(Task brief): Please retype the records that appear below, exactly and in full.

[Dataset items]
════════════════════

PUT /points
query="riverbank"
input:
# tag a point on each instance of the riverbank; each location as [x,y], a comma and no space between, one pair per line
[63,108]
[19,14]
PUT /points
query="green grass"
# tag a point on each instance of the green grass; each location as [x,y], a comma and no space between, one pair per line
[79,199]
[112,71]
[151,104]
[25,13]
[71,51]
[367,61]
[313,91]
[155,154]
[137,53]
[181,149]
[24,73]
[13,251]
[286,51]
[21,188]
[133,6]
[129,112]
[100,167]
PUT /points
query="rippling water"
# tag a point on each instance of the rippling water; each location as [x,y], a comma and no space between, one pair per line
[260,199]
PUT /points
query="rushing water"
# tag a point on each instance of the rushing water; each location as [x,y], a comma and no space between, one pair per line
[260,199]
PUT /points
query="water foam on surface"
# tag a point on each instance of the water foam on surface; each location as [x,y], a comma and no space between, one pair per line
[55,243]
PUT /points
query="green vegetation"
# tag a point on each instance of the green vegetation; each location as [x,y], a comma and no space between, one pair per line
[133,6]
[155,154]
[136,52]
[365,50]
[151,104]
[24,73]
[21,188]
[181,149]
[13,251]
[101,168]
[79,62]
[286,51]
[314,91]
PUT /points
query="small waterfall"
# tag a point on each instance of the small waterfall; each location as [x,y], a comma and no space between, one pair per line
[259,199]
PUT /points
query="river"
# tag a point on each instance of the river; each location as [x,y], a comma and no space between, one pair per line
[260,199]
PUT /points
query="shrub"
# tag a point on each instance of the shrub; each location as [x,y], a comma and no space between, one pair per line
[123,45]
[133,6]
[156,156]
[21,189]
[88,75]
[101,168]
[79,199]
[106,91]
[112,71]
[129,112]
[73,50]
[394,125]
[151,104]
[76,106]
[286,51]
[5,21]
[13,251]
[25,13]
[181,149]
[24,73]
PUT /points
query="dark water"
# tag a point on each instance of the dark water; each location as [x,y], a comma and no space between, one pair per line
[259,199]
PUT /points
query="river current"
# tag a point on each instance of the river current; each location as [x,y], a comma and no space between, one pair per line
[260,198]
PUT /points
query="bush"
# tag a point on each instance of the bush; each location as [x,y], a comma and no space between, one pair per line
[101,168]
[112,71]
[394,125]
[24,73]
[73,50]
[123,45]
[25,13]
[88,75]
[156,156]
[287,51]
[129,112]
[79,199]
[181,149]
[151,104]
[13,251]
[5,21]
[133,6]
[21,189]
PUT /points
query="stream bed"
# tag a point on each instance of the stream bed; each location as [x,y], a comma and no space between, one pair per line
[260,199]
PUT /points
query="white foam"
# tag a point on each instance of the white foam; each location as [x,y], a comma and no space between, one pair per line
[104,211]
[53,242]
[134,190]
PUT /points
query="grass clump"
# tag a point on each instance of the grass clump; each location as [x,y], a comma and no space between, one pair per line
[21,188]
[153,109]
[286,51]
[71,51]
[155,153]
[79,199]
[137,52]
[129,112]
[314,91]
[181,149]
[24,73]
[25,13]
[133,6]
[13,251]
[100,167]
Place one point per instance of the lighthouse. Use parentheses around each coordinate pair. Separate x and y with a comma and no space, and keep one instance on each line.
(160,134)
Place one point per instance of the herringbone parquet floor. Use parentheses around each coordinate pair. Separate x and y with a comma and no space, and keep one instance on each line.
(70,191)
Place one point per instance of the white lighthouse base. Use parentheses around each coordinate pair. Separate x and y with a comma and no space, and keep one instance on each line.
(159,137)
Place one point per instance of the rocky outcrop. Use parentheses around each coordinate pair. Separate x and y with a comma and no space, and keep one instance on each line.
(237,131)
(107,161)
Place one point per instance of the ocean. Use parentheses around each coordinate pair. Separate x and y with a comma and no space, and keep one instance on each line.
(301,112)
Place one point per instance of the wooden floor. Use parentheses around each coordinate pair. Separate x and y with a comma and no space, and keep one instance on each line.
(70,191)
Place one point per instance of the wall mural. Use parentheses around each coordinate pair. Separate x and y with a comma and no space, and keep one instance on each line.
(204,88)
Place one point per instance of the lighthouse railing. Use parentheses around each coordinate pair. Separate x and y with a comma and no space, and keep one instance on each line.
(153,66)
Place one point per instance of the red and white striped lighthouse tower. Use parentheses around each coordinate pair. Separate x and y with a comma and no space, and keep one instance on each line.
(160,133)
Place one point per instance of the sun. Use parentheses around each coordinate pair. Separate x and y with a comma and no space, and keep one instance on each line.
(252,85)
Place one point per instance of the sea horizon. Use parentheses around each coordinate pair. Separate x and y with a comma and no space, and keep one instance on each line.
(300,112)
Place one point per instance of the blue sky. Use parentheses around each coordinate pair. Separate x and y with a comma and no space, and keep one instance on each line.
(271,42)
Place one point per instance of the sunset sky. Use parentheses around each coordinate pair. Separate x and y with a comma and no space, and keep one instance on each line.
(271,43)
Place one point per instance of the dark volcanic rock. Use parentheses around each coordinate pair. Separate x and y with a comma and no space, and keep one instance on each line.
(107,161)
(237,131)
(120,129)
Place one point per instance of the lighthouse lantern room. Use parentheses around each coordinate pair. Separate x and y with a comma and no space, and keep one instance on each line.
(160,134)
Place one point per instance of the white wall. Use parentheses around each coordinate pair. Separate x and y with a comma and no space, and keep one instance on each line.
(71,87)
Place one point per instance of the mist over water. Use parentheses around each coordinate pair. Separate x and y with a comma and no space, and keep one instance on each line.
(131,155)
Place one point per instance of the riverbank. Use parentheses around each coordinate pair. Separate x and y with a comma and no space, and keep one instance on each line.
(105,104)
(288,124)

════════════════════

(Solution to this problem):
PUT /points
query="riverbank"
input:
# tag a point on each instance of the riverbank; each location as [x,y], a comma and no space between, one pair per line
[63,108]
[19,14]
PUT /points
query="green grass"
# tag a point on each instance of the green grass; each location as [x,y], a comma and no space between, one pair per line
[79,199]
[112,71]
[151,104]
[25,13]
[71,51]
[367,61]
[313,91]
[155,154]
[137,53]
[181,149]
[24,73]
[13,251]
[286,51]
[21,188]
[133,6]
[129,112]
[100,167]
PUT /points
query="rippling water"
# tag a point on each instance of the rippling water; each location as [x,y], a comma and no space between, one pair per line
[260,199]
PUT /points
query="rushing water"
# tag a point on each instance of the rushing water; each location as [x,y], a comma and no space between, one pair per line
[260,199]
PUT /points
query="water foam on surface"
# tag a point on each instance of the water foam on surface; each location as [x,y], a comma and no space between, one pair per line
[55,243]
PUT /points
query="green vegetation"
# tag a point on each instance of the green vegetation; each location as [x,y], a comma and no space between, one pair per line
[133,6]
[155,154]
[136,52]
[365,50]
[151,104]
[24,73]
[21,188]
[181,149]
[13,251]
[101,168]
[79,62]
[286,51]
[314,91]
PUT /points
query="small waterfall"
# tag a point on each instance of the small waterfall; each location as [x,y], a comma and no space between, one pair per line
[259,199]
PUT /points
query="river"
# tag a point on each instance of the river; each location as [x,y], a comma and no space between, one pair per line
[260,199]
PUT /points
query="shrub"
# tag a point on each instance of the shrub; each location as [x,y], a comma and no space between, one pair per line
[123,45]
[133,6]
[156,156]
[21,189]
[88,75]
[101,168]
[79,199]
[106,91]
[112,71]
[129,112]
[73,50]
[394,125]
[151,104]
[76,106]
[286,51]
[5,21]
[13,251]
[25,13]
[181,149]
[24,73]
PUT /points
query="dark water"
# tag a point on each instance of the dark water; each location as [x,y], a comma and no space between, one pair per line
[259,199]
PUT /points
query="river current"
# tag a point on each instance of the river current; each location as [x,y], a comma and no space between, one pair per line
[260,198]
PUT /points
query="bush"
# tag a point on each instance of the bush; each location as [x,y], a comma and no space between, one pair per line
[101,168]
[112,71]
[394,125]
[24,73]
[73,50]
[123,45]
[25,13]
[88,75]
[156,156]
[287,51]
[129,112]
[79,199]
[181,149]
[151,104]
[13,251]
[5,21]
[133,6]
[21,189]
PUT /points
query="stream bed"
# tag a point on each instance of the stream bed; each location as [x,y], a comma and no space between, one pair per line
[260,199]
PUT /points
query="white foam"
# tag a point on each instance of the white foam; each location as [x,y], a comma and no space between, one pair per line
[104,211]
[53,242]
[134,190]
PUT /points
query="grass clump"
# tag a point on each instance of the grass clump; each location as [x,y], a comma and no space between, one pair per line
[21,188]
[153,109]
[286,51]
[71,51]
[155,153]
[79,199]
[137,52]
[129,112]
[314,91]
[181,149]
[24,73]
[25,13]
[133,6]
[13,251]
[100,167]
Place one point per instance of the lighthouse. Use parentheses around each coordinate pair. Separate x and y with a comma and no space, and keep one instance on each line.
(160,134)
Place one point per instance of the herringbone parquet floor. Use parentheses around each coordinate pair. Separate x and y with a comma and no space, and keep one instance on each line.
(70,191)
Place one point per instance of the white lighthouse base. Use parentheses around each coordinate pair. Separate x and y with a comma and no space, and keep one instance on each line.
(159,137)
Place one point per instance of the rocky outcrop. Use parentheses around each coordinate pair. Separate x and y with a comma and no space, and keep one instance on each line.
(237,131)
(107,161)
Place one point per instance of the ocean. Use parentheses around each coordinate pair. Separate x and y with a comma and no space, and keep one instance on each line.
(301,112)
Place one point per instance of the wooden floor. Use parentheses around each coordinate pair. Separate x and y with a comma and no space, and keep one instance on each line.
(70,191)
Place one point per instance of the wall mural. Use parentheses around each coordinate pair. Separate x and y with a comma and no space, and keep one instance on each line.
(204,88)
Place one point per instance of the lighthouse railing. Use parentheses around each coordinate pair. Separate x and y with a comma and no space, and keep one instance on each line.
(153,66)
Place one point per instance of the red and white striped lighthouse tower. Use parentheses around each coordinate pair. Separate x and y with a comma and no space, and keep one instance on each line.
(160,133)
Place one point per instance of the sun. Use parentheses around each coordinate pair. Separate x and y with a comma and no space, and keep one instance on each line.
(252,85)
Place one point per instance of the sea horizon. Use parentheses around each coordinate pair. Separate x and y with a comma and no space, and keep one instance on each line.
(300,112)
Place one point per instance of the blue sky. Use parentheses around each coordinate pair. Separate x and y with a comma and no space, and keep one instance on each line.
(271,42)
Place one point per instance of the sunset sky. Use parentheses around each coordinate pair. Separate x and y with a comma and no space, and keep one instance on each line.
(271,43)
Place one point per instance of the dark volcanic rock. Use parentheses around each coordinate pair. Separate x and y with a comma and no space, and keep one instance on each line.
(107,161)
(237,131)
(120,129)
Place one point per instance of the lighthouse lantern room. Use parentheses around each coordinate pair. Separate x and y with a comma and no space, and keep one instance on each line.
(160,134)
Place one point per instance of the white wall. Use parentheses around each coordinate pair. Separate x and y with a comma and no space, and keep one instance on each line.
(71,87)
Place one point per instance of the mist over water. Use parentheses around each coordinate pair. Separate x and y with a comma and no space, and keep one instance on each line.
(131,155)
Place one point per instance of the riverbank. Use parentheses around each coordinate pair. Separate x and y with a comma and no space, and keep one instance on each line.
(105,104)
(288,124)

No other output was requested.